What to work on:
Reproduce the lines below with every "one dot per instance" swapped for "a single dot for each instance" and nothing else altered. Omit the pictures from your output.

-- START Records for processing --

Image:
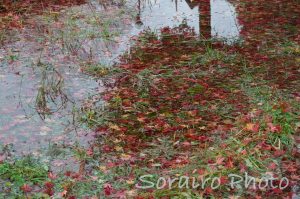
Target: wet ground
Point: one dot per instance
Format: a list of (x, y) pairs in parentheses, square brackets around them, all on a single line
[(41, 83)]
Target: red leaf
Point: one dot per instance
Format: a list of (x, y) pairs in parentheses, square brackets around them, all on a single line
[(26, 188), (107, 189)]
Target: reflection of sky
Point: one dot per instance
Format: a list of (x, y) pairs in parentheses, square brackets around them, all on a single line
[(163, 13)]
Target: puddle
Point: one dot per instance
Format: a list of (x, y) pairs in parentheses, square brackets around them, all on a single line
[(41, 84), (214, 18)]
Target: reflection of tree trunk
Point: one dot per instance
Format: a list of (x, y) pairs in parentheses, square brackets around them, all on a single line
[(138, 20), (205, 19)]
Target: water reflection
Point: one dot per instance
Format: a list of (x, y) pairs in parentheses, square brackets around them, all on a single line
[(209, 18)]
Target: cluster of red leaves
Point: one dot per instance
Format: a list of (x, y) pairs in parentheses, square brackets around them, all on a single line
[(265, 24), (182, 105)]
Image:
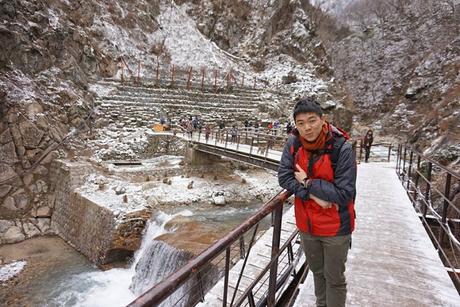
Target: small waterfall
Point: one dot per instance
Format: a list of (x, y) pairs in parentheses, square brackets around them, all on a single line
[(113, 287), (158, 261)]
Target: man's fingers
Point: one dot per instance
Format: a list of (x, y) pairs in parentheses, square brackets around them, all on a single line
[(297, 166)]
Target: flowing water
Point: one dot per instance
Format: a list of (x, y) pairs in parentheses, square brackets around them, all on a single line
[(88, 286)]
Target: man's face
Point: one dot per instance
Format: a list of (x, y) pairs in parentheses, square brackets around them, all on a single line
[(309, 125)]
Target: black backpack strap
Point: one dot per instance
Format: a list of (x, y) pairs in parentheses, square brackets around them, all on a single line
[(335, 152)]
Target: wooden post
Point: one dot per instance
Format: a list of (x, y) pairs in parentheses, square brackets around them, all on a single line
[(189, 78), (202, 79)]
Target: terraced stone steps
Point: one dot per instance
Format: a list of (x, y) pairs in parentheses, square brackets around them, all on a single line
[(132, 105)]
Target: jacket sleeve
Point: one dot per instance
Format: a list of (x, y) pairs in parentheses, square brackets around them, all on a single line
[(343, 189), (286, 177)]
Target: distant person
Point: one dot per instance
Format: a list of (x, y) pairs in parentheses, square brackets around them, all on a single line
[(367, 143), (318, 166)]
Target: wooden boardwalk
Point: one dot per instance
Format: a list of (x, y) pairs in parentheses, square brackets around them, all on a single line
[(257, 260), (392, 261)]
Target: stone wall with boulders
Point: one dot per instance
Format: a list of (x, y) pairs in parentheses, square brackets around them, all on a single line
[(164, 144), (25, 158)]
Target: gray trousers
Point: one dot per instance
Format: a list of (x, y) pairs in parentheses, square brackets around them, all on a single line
[(326, 257)]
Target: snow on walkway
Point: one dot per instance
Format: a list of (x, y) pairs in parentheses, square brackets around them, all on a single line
[(392, 261)]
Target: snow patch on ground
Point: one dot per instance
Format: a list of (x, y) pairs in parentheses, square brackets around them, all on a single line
[(10, 270)]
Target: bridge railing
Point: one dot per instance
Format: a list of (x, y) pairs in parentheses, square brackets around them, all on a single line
[(262, 140), (191, 279), (435, 193)]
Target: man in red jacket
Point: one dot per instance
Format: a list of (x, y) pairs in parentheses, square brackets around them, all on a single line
[(319, 167)]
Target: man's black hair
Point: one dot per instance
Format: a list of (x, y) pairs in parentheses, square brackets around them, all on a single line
[(307, 105)]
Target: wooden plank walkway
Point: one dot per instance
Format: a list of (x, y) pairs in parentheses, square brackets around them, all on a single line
[(257, 260), (392, 261)]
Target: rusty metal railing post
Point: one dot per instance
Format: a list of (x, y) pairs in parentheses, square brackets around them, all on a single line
[(278, 213), (417, 176), (139, 72), (444, 207), (227, 271), (158, 73), (410, 169), (189, 78), (173, 71), (404, 164), (428, 189), (389, 152), (242, 248), (202, 78)]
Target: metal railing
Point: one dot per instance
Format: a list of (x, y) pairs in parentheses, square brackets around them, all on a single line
[(430, 185), (220, 256)]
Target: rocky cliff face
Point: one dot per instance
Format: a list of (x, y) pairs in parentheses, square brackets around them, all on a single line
[(402, 61), (50, 52)]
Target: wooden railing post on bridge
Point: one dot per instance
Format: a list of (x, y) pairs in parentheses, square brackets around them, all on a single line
[(417, 176), (409, 172), (428, 189), (278, 214), (202, 78), (158, 73), (444, 207)]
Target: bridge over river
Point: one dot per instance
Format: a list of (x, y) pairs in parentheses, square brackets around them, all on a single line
[(392, 262)]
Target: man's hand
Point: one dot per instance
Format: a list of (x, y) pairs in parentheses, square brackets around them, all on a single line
[(300, 175)]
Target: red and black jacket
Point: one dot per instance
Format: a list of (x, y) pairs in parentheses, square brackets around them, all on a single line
[(332, 179)]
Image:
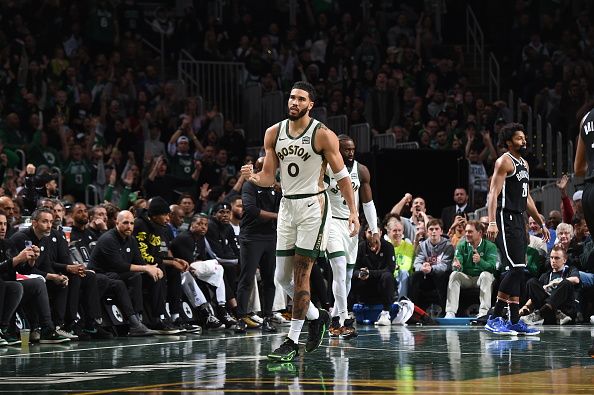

-- END Records for processing --

Solution to this problem:
Image:
Target: wet ground
Point: a single dot for each instance
Format: a list of (x, y) pairs in parentheses, square brackets around them, all on a single line
[(41, 83)]
Target: red leaf
Point: a single dot for each instance
Format: a list of (x, y) pairs in parentheses, square brackets around them, all on a single line
[(26, 188), (107, 189)]
Target: reflection of sky
Point: a single dot for each instance
Format: a list of (x, y) pairs in parentheses, square brackets around them, all on a single line
[(163, 13)]
Target: puddle
Point: a single dot for each instance
Format: a list of (x, y) pairs in parentheses, square brackets around them, all on a single line
[(41, 84), (214, 18)]
Target: reflection of tree trunk
Point: a single dot for each instance
Format: a list of (x, y) pairs in parentheses, square brackets around them, all on a single line
[(138, 20), (205, 19)]
Target: water reflection
Point: a single dot for each instance
Format: a list of (x, y) pairs in parentheses, square brackets around them, all on a single line
[(209, 18)]
Target: cluster of red leaves
Point: a single dot for each instance
Format: a list of (x, y) pairs in parentheses, square brackets around them, all on a single line
[(265, 24), (182, 105)]
Image:
Target: small waterfall
Point: a single dot for each instance
Format: a list of (x, y) pairs in parentheses, square brackets around them, all on a single line
[(113, 287), (158, 261)]
Target: man's fingers
Point: a single dot for each instance
Format: a list of (x, y) pairs in parentheses, square brackets around them, all on a single line
[(297, 166)]
Target: flowing water
Point: a single dot for each instance
Format: a list of (x, y) pairs in parentheses, square brackets around them, all on a single line
[(88, 286)]
Target: man's face
Point: a single dot for each instance
Format: a list of (x, y) pairs in parentheses, square brackets around them, all on a single line
[(309, 125)]
Target: black backpack strap
Point: a single dot for each instance
Format: a list of (x, y) pairs in parentheses, square brackets around them, all on a single line
[(335, 152)]
Target: wooden post
Point: a single dot for each instance
Format: a list of (x, y) pairs in parentheses, square brackets around them, all on a single line
[(189, 78), (202, 79)]
Target: terraced stone steps
Point: a single dot for each instance
Format: a list of (x, y) pairs in parentheses, square brackets around them, all on a single line
[(132, 105)]
Target: jacket sleeve
Point: a single dot for each instance
Format: a list of (x, y) pairs in parentheses, square brackets around them, all on a single line
[(343, 189), (286, 177)]
Target: distant person
Point: a single dot for each instance
Format: a list of (x, y) pairs in parentheses, square brackets around them, all on a single line
[(367, 143), (318, 166)]
Target: wooden boardwalk
Point: a single dot for each instance
Format: a list of (x, y) pairs in parentheses, square brackets around them, all on a single line
[(257, 260), (392, 261)]
Target: stone wall with boulders
Point: a single dot for each instance
Format: a list of (x, y) pairs in parentheses, square brackets around them, all on a single line
[(164, 144), (25, 158)]
Target: gray trousers
Point: a single dot for each instance
Format: a list of (x, y) pairs in parentheses, square brackets around them, all on a single line
[(326, 257)]
Target: snow on walkway
Point: a single dot for each instance
Format: a list of (x, y) pairs in parentheses, square brackets around them, all on a single line
[(392, 261)]
Target: snow patch on ground
Point: a single dot for each instance
Format: a list of (x, y) pairs in parentheses, square brackets around them, all on a single line
[(10, 270)]
Target: bridge railing
Point: a single dot for each instance
Format: a list of (x, y) pairs in parentheses, square brackets around them, all on a single line
[(262, 140), (191, 279), (435, 193)]
Target: man in red jacket
Point: a single dot for each instance
Format: a list of (x, y) pairs in parentheses, square brackets around them, all on a single line
[(319, 167)]
Target: man's black hair
Point: a single dot for each instance
Format: a list of (x, y) pairs in parentheses, square brackets around them, all on a single line
[(307, 105)]
Target: wooden plank walkway
Point: a single dot for each instance
Format: a list of (x, y) pairs in parentheses, square brackets around them, all on a single line
[(257, 260), (392, 261)]
Target: rusty metal railing post
Point: a single dot for each instance
Format: a list of (x, y) pairs in parentheses, square brackets around them, all on a single line
[(278, 213), (417, 176), (139, 72), (444, 207), (227, 271), (158, 73), (410, 169), (189, 78), (173, 71), (404, 164), (428, 189), (389, 152), (242, 248), (202, 78)]
Target: metal railing
Point: a single dot for each instance
Format: a list of (x, y) pairs in parentheses, square brackets around them, all on a single line
[(430, 185), (220, 256)]
Target: rocky cliff face
Point: a single dot for each instance
Format: a list of (x, y) pairs in parentheses, square brackets around them, all on a single line
[(402, 61), (50, 52)]
Target: wooden railing post on bridge
Point: a single dot for each instance
Format: a list of (x, y) pairs in parentheses, square brackets around them, all on a single line
[(417, 176), (409, 172), (428, 189), (278, 214), (202, 78), (158, 73), (444, 207)]
Target: bridge over river
Point: a single dot for each instance
Format: a list of (x, y) pairs in parentheses, square brackets around them, all on a single line
[(392, 262)]
Target: man's hand
Point: a single dot for each instance
Format: a list of (x, y) pairs in parentheses, square brackets around them, all on a single line
[(300, 175)]
Target: red and black jacket
Point: a single dot for each instance
Format: a list of (x, y) pairs in parentheses, square brackets around them, all on a single line
[(332, 179)]
Image:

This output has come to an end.